##### Text #####

For Immediate Release, May 1, 2007
||Noah Greenwald, (503) 484-7495
Bill Snape, (202) 536-9351
Embattled Interior Official Resigns In Wake of Inspector General Report
Congress to Hold Hearings on Julie MacDonald’s Antics Next Week
WASHINGTON, D.C.— According to the Endangered Species and Wetlands Report, a high-level Bush administration appointee has resigned in the aftermath of a devastating Inspector General investigation, just days before a House congressional oversight committee will hold a public hearing on her violations of the Endangered Species Act, censorship of science, and brutalizing of U.S. Fish and Wildlife Service staff.
Julie MacDonald tendered her resignation on April 30, 2007. She was the Department of Interior’s Assistant Secretary of Fish, Wildlife and Parks, a position that oversees the entire U.S. Fish and Wildlife Service endangered species program. As revealed in numerous media exposés and a recent Department of Interior Inspector General investigation, MacDonald used her position to aggressively squelch protection of endangered species. She rewrote scientific reports, browbeat U.S. Fish and Wildlife Service employees, and colluded with industry lawyers to generate lawsuits against the Fish and Wildlife Service.
MacDonald’s specialty was blocking agency efforts to place imperiled species on the endangered species list, stripping tens of millions of acres from agency proposals to designated “critical habitat” areas and working with industry groups to remove species from the endangered list and thus from federal protection.
“Julie MacDonald’s reign of terror over the U.S. Fish and Wildlife Service is finally over,” said Kieran Suckling, policy director with the Center for Biological Diversity. “Endangered species and scientists everywhere are breathing a sigh of relief. But MacDonald was the administration’s attack dog, not its general. The contempt for science and law that she came to symbolize goes much deeper than a single Department of Interior employee.”
MacDonald’s recently hired counterpart, Todd Willens, is equally dedicated to undermining endangered species conservation. Willens spearheaded Richard Pombo’s (R-CA) anti-endangered species agenda as lead staffer of the House Resources Committee, then was appointed Deputy Assistant Secretary for Fish and Wildlife and Parks on October 19, 2006. He has since been directly involved in developing sweeping anti-endangered species regulations and efforts to remove the Florida manatee and West Virginia northern flying squirrel from the endangered species list.
MacDonald’s firing comes days before a May 9th congressional oversight hearing into the Bush administration’s rampant violations of the Endangered Species Act and censorship of endangered species science. Senator Ron Wyden (D-OR) recently threatened to hold up confirmation of another Interior official until the Department addressed MacDonald’s ethical violations.
The Bush administration has listed fewer species under the Endangered Species Act than any other administration since the law was enacted in 1973, to date only listing 57 species compared to 512 under the Clinton administration and 234 under the first Bush administration. The Bush government has listed so few species in part because it has been denying species protection at record rates — in many cases with the direct involvement of MacDonald.
Of all the endangered species listing decisions made under the Bush administration, 52 percent denied protection as compared to only 13 percent during the last six years of the Clinton Administration. Meanwhile, 279 species languish on the candidate list without protection.
The Center for Biological Diversity is a nonprofit conservation organization with more than 35,000 members dedicated to the protection of endangered species and wilderness.

#####

## Exercise description
Transcribe the part of the press release on Julie MacDonald's resignation from "MacDonald’s firing comes" to "involvement of MacDonald.". The material that comes after this text is separate from it.

##### Source information #####

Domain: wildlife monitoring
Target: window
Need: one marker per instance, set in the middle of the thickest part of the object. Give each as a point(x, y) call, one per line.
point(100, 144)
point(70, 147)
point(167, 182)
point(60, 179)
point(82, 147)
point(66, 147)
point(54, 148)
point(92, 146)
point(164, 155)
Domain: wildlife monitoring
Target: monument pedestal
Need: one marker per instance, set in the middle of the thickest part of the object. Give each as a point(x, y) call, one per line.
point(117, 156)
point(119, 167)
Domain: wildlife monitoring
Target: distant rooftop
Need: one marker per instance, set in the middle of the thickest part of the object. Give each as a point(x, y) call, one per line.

#####

## Exercise solution
MacDonald’s firing comes days before a May 9th congressional oversight hearing into the Bush administration’s rampant violations of the Endangered Species Act and censorship of endangered species science. Senator Ron Wyden (D-OR) recently threatened to hold up confirmation of another Interior official until the Department addressed MacDonald’s ethical violations.
The Bush administration has listed fewer species under the Endangered Species Act than any other administration since the law was enacted in 1973, to date only listing 57 species compared to 512 under the Clinton administration and 234 under the first Bush administration. The Bush government has listed so few species in part because it has been denying species protection at record rates — in many cases with the direct involvement of MacDonald.